[[ TEXT BLOCK open ]]

It's not sensible to try to reconstruct a 'diagnosis' from this story (as with all ancient 'historical' texts, it's fundamentally a work of literature and shouldn't necessarily be taken literally), but it does suggest that killing a disabled child was common or condoned enough that the mother would have to explain why she didn't do it. However, this is also far from the only story of a severely disabled person being displayed as a kind of 'freakshow' to beg for money, or even sold as a slave and curiosity. Christian Laes draws attention to the phrase 'as mothers usually do', suggesting that this may point to a social stereotype that fathers would normally kill a child in this position, but that mothers would be seen as more likely to raise the child.^(5) So we really have light on two points of ancient disability here - firstly, the possibility that a disabled child would simply not be allowed to live very long, and secondly, the sort of life that might await them if they did.
This is pretty much as far as we're able to go - if you flick through any of the volumes mentioned below, you'll find firstly that they overwhelmingly concentrate on disabilities 'above the neck' (that is, blindness, deafness, speech impairment and learning difficulties), and secondly that they overwhelmingly focus on (able-bodied peoples') attitudes towards disability and how disabled people were thought of, rather than being able to reconstruct life from their point of view. This is, unfortunately, a reflection of our sources - as ancient historians, we are always working with a highly partial set of evidence, which skews overwhelmingly towards the voices of mostly-able-bodied, elite men. Going any further is really a matter of inference - and here I'd point you towards a recent article by Debby Sneed, who has noted that Greek temples, particularly healing sanctuaries, often included ramps as part of their architecture, which seems to suggest that they were thinking about accessibility by people of limited mobility.^(6) You'll notice that I haven't even tried to limit the answer to the Republican period, because the quantity of evidence there would drop from 'too little' to 'barely any'. Ultimately, it becomes extremely difficult to write a history of ancient disability that isn't fundamentally a history of ancient attitudes to it.

[[ TEXT BLOCK closed ]]
[[ EXTRACTED DATA open ]]

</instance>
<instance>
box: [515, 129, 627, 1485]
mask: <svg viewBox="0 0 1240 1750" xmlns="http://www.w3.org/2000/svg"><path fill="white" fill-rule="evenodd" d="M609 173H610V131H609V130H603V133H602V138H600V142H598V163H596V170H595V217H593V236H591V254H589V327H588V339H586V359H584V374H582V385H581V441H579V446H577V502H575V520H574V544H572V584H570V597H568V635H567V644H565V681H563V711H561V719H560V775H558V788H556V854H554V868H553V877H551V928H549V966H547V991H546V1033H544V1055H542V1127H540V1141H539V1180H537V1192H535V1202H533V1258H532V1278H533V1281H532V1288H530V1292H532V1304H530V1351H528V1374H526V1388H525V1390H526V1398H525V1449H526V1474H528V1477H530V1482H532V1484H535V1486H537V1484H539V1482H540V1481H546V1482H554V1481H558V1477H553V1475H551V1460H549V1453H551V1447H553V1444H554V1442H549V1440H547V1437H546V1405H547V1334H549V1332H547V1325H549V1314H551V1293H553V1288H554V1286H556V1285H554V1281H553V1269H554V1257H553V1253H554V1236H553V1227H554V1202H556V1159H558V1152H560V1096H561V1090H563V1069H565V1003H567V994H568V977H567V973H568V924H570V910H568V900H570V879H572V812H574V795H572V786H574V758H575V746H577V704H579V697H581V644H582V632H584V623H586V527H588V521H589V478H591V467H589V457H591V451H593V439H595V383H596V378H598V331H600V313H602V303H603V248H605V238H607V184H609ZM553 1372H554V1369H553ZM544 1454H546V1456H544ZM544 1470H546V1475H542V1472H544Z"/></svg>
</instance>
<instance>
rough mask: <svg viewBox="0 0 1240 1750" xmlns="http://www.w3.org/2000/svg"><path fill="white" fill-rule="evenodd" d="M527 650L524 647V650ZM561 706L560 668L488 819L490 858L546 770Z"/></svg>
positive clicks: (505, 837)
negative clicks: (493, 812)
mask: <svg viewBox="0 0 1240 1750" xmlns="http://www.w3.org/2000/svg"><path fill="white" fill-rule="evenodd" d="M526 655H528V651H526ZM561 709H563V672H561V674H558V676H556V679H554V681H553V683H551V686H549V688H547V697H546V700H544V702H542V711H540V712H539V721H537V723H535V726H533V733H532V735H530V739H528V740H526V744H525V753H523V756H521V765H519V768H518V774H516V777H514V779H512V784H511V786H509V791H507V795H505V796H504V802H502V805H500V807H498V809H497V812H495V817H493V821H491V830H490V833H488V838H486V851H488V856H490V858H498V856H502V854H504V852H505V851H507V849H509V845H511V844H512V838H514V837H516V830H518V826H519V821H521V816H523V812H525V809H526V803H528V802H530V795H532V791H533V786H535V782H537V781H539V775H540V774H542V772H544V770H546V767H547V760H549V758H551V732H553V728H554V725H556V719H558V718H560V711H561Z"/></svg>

[[ EXTRACTED DATA closed ]]

> [REQUIRED ACTION]: Condense the paragraph of the ancient disability text that begins "This is pretty much as far as we're able to go" into a bulleted list of its main points.

> [RESPONSE TO THIS TASK]:
- The volumes on ancient disability concentrate mostly on disabilities "above the neck": blindness, deafness, speech impairment and learning difficulties.
- They focus mainly on able-bodied people's attitudes toward disability rather than on life from disabled people's point of view.
- This reflects the sources, which skew heavily toward the voices of mostly able-bodied elite men.
- Anything further is inference. For example, Debby Sneed has noted that Greek temples, especially healing sanctuaries, often had ramps, which suggests some thought for access by people of limited mobility.
- The answer is not limited to the Republican period, because the evidence there would drop from "too little" to "barely any."
- In the end, it is very hard to write a history of ancient disability that is not basically a history of ancient attitudes to it.